Exercise objective:
Each line below should be repeated exactly, but no picture should be carried over.

Information given:

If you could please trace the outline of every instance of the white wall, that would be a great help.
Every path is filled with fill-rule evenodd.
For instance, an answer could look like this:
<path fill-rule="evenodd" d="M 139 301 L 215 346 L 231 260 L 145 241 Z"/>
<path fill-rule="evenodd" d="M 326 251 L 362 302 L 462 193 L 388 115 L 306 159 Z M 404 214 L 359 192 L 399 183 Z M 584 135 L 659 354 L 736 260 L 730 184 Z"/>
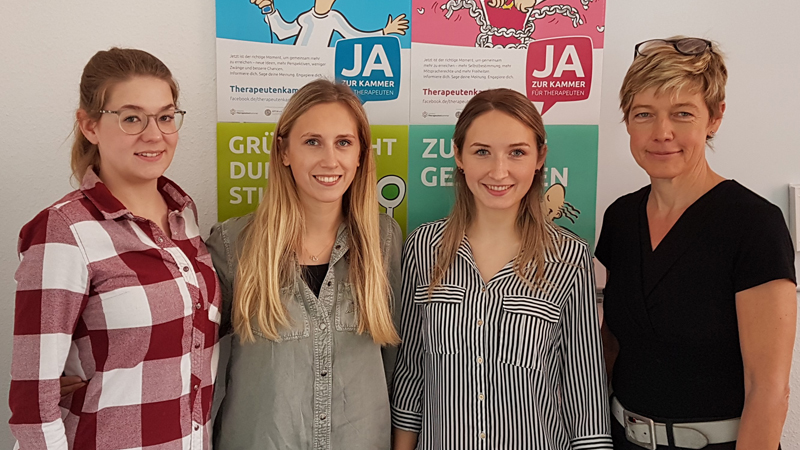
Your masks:
<path fill-rule="evenodd" d="M 547 0 L 555 3 L 555 0 Z M 768 6 L 767 6 L 768 5 Z M 16 236 L 36 212 L 70 190 L 69 139 L 83 65 L 99 49 L 139 47 L 160 57 L 189 111 L 168 175 L 198 203 L 201 227 L 216 219 L 215 56 L 212 1 L 62 3 L 3 1 L 0 14 L 0 404 L 6 404 Z M 617 91 L 636 42 L 674 34 L 720 41 L 729 58 L 728 110 L 709 153 L 712 166 L 787 211 L 800 182 L 800 4 L 721 0 L 609 0 L 603 68 L 598 216 L 616 197 L 647 183 L 628 153 Z M 599 221 L 599 219 L 598 219 Z M 599 223 L 598 223 L 599 229 Z M 800 361 L 800 346 L 796 360 Z M 795 364 L 797 366 L 797 364 Z M 793 372 L 784 448 L 800 448 L 800 371 Z M 0 406 L 0 422 L 8 419 Z M 0 447 L 10 446 L 0 424 Z"/>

Response:
If you could please trace the outline of every instance of the white wall, that would be a great help.
Every path is filled with fill-rule evenodd.
For instance, an answer could look like this:
<path fill-rule="evenodd" d="M 139 301 L 215 346 L 231 260 L 145 241 Z"/>
<path fill-rule="evenodd" d="M 326 251 L 362 302 L 462 193 L 388 115 L 306 159 Z M 404 214 L 359 192 L 399 183 Z M 584 135 L 659 354 L 736 260 L 730 184 Z"/>
Your masks:
<path fill-rule="evenodd" d="M 547 0 L 555 3 L 555 0 Z M 768 6 L 767 6 L 768 5 Z M 16 236 L 36 212 L 70 190 L 69 139 L 83 65 L 99 49 L 139 47 L 160 57 L 189 111 L 168 175 L 198 203 L 201 227 L 216 219 L 215 56 L 212 1 L 62 3 L 3 1 L 0 14 L 0 404 L 6 404 Z M 617 91 L 636 42 L 674 34 L 720 41 L 729 58 L 728 110 L 709 153 L 712 166 L 787 211 L 800 182 L 800 4 L 721 0 L 609 0 L 603 68 L 598 216 L 616 197 L 647 183 L 628 153 Z M 599 221 L 599 219 L 598 219 Z M 599 223 L 598 223 L 599 229 Z M 800 361 L 800 346 L 796 360 Z M 795 364 L 797 366 L 797 364 Z M 793 372 L 784 448 L 800 448 L 800 371 Z M 0 406 L 0 422 L 8 419 Z M 0 447 L 10 446 L 0 424 Z"/>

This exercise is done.